[[ Records to process, beginning ]]

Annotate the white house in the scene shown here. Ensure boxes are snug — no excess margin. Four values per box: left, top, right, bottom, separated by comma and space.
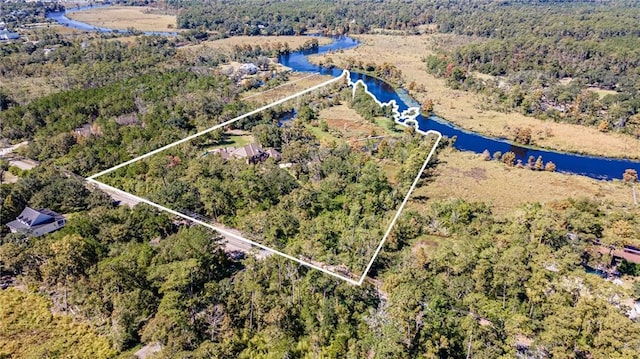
6, 207, 66, 237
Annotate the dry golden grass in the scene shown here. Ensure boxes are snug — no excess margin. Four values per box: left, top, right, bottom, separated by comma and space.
242, 73, 334, 104
318, 104, 382, 140
182, 36, 332, 54
309, 34, 640, 159
67, 6, 177, 32
409, 148, 639, 215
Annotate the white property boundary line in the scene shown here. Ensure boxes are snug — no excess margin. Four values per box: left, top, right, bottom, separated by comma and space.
88, 70, 442, 286
88, 71, 347, 180
242, 73, 320, 101
85, 177, 363, 285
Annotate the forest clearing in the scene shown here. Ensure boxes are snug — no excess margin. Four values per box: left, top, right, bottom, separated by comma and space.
182, 35, 332, 53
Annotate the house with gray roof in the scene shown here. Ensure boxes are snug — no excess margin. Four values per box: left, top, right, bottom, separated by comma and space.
209, 147, 235, 160
6, 207, 66, 237
265, 148, 282, 161
231, 143, 268, 164
0, 30, 19, 41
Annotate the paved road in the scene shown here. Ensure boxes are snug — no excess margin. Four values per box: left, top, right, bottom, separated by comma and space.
90, 180, 269, 257
8, 159, 39, 170
90, 181, 143, 207
0, 141, 28, 157
0, 141, 40, 170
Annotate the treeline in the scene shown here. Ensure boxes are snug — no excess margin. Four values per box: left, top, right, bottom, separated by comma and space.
425, 1, 640, 136
0, 34, 177, 104
0, 166, 113, 227
170, 0, 435, 35
377, 198, 640, 358
0, 30, 313, 106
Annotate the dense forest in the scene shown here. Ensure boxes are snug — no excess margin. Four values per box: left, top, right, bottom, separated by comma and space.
424, 1, 640, 136
2, 166, 640, 357
97, 83, 435, 275
1, 0, 640, 358
169, 0, 435, 36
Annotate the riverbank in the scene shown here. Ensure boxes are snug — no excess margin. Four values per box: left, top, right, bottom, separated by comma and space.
179, 35, 333, 54
411, 147, 639, 215
32, 7, 640, 179
308, 34, 640, 160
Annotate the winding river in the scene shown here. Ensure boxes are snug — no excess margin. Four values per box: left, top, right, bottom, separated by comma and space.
47, 10, 640, 180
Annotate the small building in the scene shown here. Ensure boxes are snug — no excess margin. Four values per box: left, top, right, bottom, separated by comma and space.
595, 245, 640, 265
6, 207, 66, 237
209, 143, 281, 164
0, 30, 19, 41
73, 123, 102, 139
238, 63, 258, 75
210, 146, 236, 160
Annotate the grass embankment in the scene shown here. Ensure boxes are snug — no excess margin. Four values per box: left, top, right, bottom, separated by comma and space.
410, 148, 639, 215
67, 6, 178, 32
308, 34, 640, 159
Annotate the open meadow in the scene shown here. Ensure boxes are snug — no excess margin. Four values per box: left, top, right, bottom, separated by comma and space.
410, 147, 639, 216
241, 73, 335, 104
66, 6, 177, 32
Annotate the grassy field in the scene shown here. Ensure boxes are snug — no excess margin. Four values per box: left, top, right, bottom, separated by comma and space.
587, 87, 619, 99
207, 131, 254, 150
319, 104, 388, 140
242, 73, 335, 104
67, 6, 177, 32
0, 77, 58, 105
308, 34, 640, 159
409, 147, 639, 215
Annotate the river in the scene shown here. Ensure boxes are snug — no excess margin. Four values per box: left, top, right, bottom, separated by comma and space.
46, 10, 640, 180
46, 5, 178, 36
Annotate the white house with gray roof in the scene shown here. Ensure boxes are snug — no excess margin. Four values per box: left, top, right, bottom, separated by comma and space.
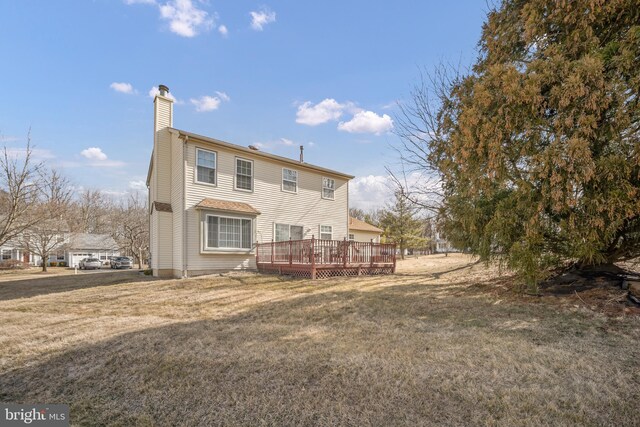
63, 233, 120, 267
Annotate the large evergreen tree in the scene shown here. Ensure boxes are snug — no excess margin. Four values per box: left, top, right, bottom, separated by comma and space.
399, 0, 640, 283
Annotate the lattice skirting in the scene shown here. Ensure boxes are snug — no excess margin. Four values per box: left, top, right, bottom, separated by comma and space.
257, 265, 394, 280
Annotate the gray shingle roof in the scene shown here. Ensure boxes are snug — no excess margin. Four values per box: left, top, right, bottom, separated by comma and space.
66, 233, 119, 250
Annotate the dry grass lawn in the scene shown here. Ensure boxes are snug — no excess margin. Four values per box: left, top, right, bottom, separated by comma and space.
1, 254, 639, 426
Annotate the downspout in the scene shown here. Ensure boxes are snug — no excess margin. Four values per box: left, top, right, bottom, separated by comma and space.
182, 135, 188, 278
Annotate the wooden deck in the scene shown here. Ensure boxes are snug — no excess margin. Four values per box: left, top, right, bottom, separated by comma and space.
256, 237, 396, 279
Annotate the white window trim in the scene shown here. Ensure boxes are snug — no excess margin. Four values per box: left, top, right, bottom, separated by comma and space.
195, 147, 217, 187
281, 167, 298, 194
319, 225, 333, 240
234, 157, 254, 193
274, 223, 305, 242
322, 177, 335, 200
203, 213, 254, 252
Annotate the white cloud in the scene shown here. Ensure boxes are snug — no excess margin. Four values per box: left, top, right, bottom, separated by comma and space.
250, 8, 276, 31
159, 0, 213, 37
252, 138, 298, 151
3, 147, 55, 160
129, 180, 147, 191
280, 138, 294, 146
190, 96, 220, 112
80, 147, 125, 168
350, 172, 441, 210
338, 110, 394, 135
110, 82, 135, 94
218, 24, 228, 36
100, 189, 129, 197
308, 142, 316, 147
0, 136, 20, 143
80, 147, 108, 161
190, 92, 230, 112
296, 99, 346, 126
349, 175, 395, 211
215, 91, 230, 101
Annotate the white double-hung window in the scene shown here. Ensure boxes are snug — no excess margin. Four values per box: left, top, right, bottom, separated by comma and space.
320, 225, 333, 240
282, 168, 298, 193
235, 158, 253, 191
205, 215, 252, 250
322, 177, 335, 200
196, 148, 216, 185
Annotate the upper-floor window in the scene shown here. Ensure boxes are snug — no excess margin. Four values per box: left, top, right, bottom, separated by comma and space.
235, 158, 253, 191
275, 223, 304, 242
196, 148, 216, 185
282, 168, 298, 193
322, 177, 335, 200
320, 225, 333, 240
206, 215, 252, 250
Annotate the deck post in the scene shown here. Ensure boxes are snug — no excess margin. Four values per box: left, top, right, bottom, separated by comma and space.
289, 238, 293, 266
310, 235, 316, 280
392, 244, 397, 273
370, 239, 374, 268
343, 237, 347, 268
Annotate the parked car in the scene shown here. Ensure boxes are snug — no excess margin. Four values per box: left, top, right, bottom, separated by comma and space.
79, 258, 102, 270
110, 256, 133, 269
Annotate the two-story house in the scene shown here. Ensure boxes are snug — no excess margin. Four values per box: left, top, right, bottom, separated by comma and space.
147, 85, 353, 278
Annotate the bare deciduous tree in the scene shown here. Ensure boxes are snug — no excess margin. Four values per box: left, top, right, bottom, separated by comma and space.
0, 133, 42, 248
111, 193, 148, 268
19, 169, 73, 272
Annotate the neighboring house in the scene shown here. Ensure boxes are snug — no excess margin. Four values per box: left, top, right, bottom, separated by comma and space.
434, 232, 459, 253
63, 233, 120, 267
0, 233, 118, 267
348, 217, 383, 243
147, 85, 353, 278
0, 241, 40, 266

[[ Records to process, end ]]

_Problem statement_
The answer must be an exact copy of the records, with no images in it.

_Result of the task_
Annotate the white house in the scene shown here. Ensure boxes are snug — no excess margin. Four values per box: left, top, right, bottom, separated by comma and space.
6, 207, 66, 237
Annotate the dry golden grass in the scene shown here. Ensure boxes are snug — no excess margin. Four values per box: left, top, right, bottom, separated by comma and space.
242, 73, 334, 104
318, 104, 382, 140
182, 36, 332, 54
309, 34, 640, 159
67, 6, 177, 32
409, 148, 639, 215
Annotate the white property boundary line in the scene shown here. Ensure boxes are snug — no excess margin. Four values per box: left, top, right, bottom, separated by comma and space.
88, 70, 442, 286
88, 71, 347, 180
242, 73, 320, 101
85, 177, 363, 285
Annotate the forest clearing in the scene shown here. Ensure boxes are snug — no excess margin. Four values per box: left, top, right, bottom, separated by comma and space.
182, 35, 332, 53
Annotate the house with gray roof in the scene shown here. Ensure boxes are snug — no excess margin. Four values per box: left, top, right, bottom, separated by comma and space.
209, 147, 235, 160
6, 207, 66, 237
265, 148, 282, 161
231, 143, 268, 164
0, 30, 19, 41
Annotate the paved road in the scene shown here. Ensure boxes are snug — no excess margin. Four values per box: left, top, right, bottom, separated by comma and space.
90, 180, 269, 257
8, 159, 39, 170
90, 181, 143, 207
0, 141, 28, 157
0, 141, 40, 170
Annotate the treeline in the scene shown here. Ensure boxes are snug — no excess margin. Four values per box: left, top, right, bottom, separated by comma and space.
425, 1, 640, 136
0, 34, 177, 104
0, 166, 113, 227
170, 0, 435, 35
377, 198, 640, 358
0, 30, 313, 106
Annotate the dense forest in the scene shown here. Ensure boxes are snug — no excess margin. Four values per box: left, top, right, bottom, separated by comma and space.
424, 1, 640, 136
2, 166, 640, 357
97, 83, 435, 275
1, 0, 640, 358
169, 0, 435, 36
Annotate the riverbank in the scene shown here. Ensure boxes are snug — no excess margin. Four values per box: left, top, right, bottom, separated by comma and space.
179, 35, 333, 54
411, 147, 639, 215
32, 7, 640, 179
308, 34, 640, 160
Annotate the winding river in the scene shown here. Ensure boxes are snug — no excess margin. Four values per box: left, top, right, bottom, separated by comma and space.
47, 10, 640, 180
Annotate the small building in the scene shown here. Ensure boxes are snug — no excess margin. Four values per box: left, top, right, bottom, separated by comma and space.
595, 245, 640, 265
6, 207, 66, 237
209, 143, 281, 164
0, 30, 19, 41
73, 123, 102, 139
238, 63, 258, 75
210, 146, 236, 160
Annotate the grass embankment in the scene shown here. Ensure boxes are snug — no excess margin. Four values per box: left, top, right, bottom, separated by comma and space.
410, 148, 639, 215
67, 6, 178, 32
308, 34, 640, 159
Annotate the open meadow in the scene shown here. Ensure boxes are snug — no excess margin. Four values per box: left, top, right, bottom, separated by comma and space.
410, 147, 639, 216
241, 73, 335, 104
66, 6, 177, 32
Annotate the grassy field in the scene shown here. Ensure boxes are snug — no excess margin. Four values per box: left, top, right, bottom, separated by comma and space.
587, 87, 619, 99
207, 131, 254, 150
319, 104, 388, 140
242, 73, 335, 104
67, 6, 177, 32
0, 77, 58, 105
308, 34, 640, 159
409, 147, 639, 215
Annotate the river in the scene shown here. Ensure boxes are snug — no excess margin. Four values per box: left, top, right, bottom, separated by comma and space.
46, 10, 640, 180
46, 5, 178, 36
Annotate the white house with gray roof in the scene shown here. Ensure boxes are snug — no excess margin. Four values per box: left, top, right, bottom, separated by comma and space.
63, 233, 120, 267
Annotate the large evergreen tree in the scene shown here. Ensure boxes are snug — no excess margin. Four values per box: left, top, right, bottom, separated by comma and space.
399, 0, 640, 283
Annotate the lattice skirting in the scene shown here. Ensure boxes are snug — no excess margin. Four values per box: left, top, right, bottom, separated by comma and space.
257, 265, 394, 280
Annotate the gray shingle roof in the scene shown here. Ensure boxes are snug — no excess margin. Four values per box: left, top, right, bottom, separated by comma and space.
66, 233, 119, 250
Annotate the dry grass lawn in the scene shown here. Ensure boxes are snug — no excess margin. Four values per box: left, top, right, bottom, separated by comma and space.
1, 254, 639, 426
Annotate the downspout in the scene shown here. Ensure boxes are snug — no excess margin. Four values per box: left, top, right, bottom, separated by comma and space.
182, 135, 188, 278
Annotate the wooden deck in the scene shown here. Ensure boxes are snug — no excess margin. Four values per box: left, top, right, bottom, separated by comma and space.
256, 237, 396, 279
Annotate the white window trim in the scene shown here. Ensure boxes are snug — no excess margin. Four values per box: left, top, right, bottom, separated by comma and space.
195, 147, 217, 187
281, 167, 298, 194
319, 225, 333, 240
234, 157, 254, 193
274, 223, 305, 242
322, 177, 335, 200
203, 213, 254, 252
Annotate the white cloud in the scene shown here. Ensure boxes are snug — no excess margin. Four values per box: left, top, right, bottom, separated by comma and space.
250, 8, 276, 31
159, 0, 213, 37
252, 138, 298, 151
3, 147, 55, 160
129, 180, 147, 191
280, 138, 294, 146
190, 96, 220, 112
80, 147, 125, 168
350, 172, 441, 210
338, 110, 394, 135
110, 82, 135, 94
218, 24, 228, 36
100, 189, 129, 197
308, 142, 316, 147
0, 136, 20, 143
80, 147, 108, 161
190, 92, 230, 112
296, 99, 346, 126
349, 175, 395, 211
215, 91, 230, 101
Annotate the white double-hung window in the scene shown here. Ensure boxes are snug — no excess margin. Four values per box: left, top, right, bottom, separated by comma and space.
320, 225, 333, 240
282, 168, 298, 193
235, 158, 253, 191
205, 215, 252, 250
322, 177, 335, 200
196, 148, 216, 185
Annotate the upper-floor window in the scene shown here. Ensure boxes are snug — no excess margin. Four values per box: left, top, right, bottom, separated by comma and space.
235, 158, 253, 191
275, 223, 304, 242
196, 148, 216, 185
282, 168, 298, 193
322, 177, 335, 200
320, 225, 333, 240
206, 215, 252, 250
Annotate the deck post in the scene shown here. Ensure boxes are snug — no excess margin. Four values per box: left, top, right, bottom, separated by comma and space.
289, 238, 293, 266
310, 235, 316, 280
392, 244, 397, 273
370, 239, 374, 268
343, 237, 347, 268
Annotate the parked car in the scene shown here. Ensure boxes are snug — no excess margin. Four values per box: left, top, right, bottom, separated by comma and space.
79, 258, 102, 270
110, 256, 133, 269
Annotate the two-story house in the scene shown here. Ensure boxes are snug — no excess margin. Four values per box: left, top, right, bottom, separated by comma and space.
147, 85, 353, 278
Annotate the bare deciduous tree in the scene shown here. Ensure boxes are snug — no excess margin. Four values per box: left, top, right, bottom, separated by comma and space.
0, 133, 42, 248
111, 193, 148, 268
19, 169, 73, 272
Annotate the neighboring house in the scene shown here. Ensure boxes are snug — no excess margin. Four values per box: left, top, right, bottom, separated by comma and space.
434, 232, 459, 253
63, 233, 120, 267
0, 233, 118, 267
348, 217, 383, 243
147, 85, 353, 278
0, 241, 40, 266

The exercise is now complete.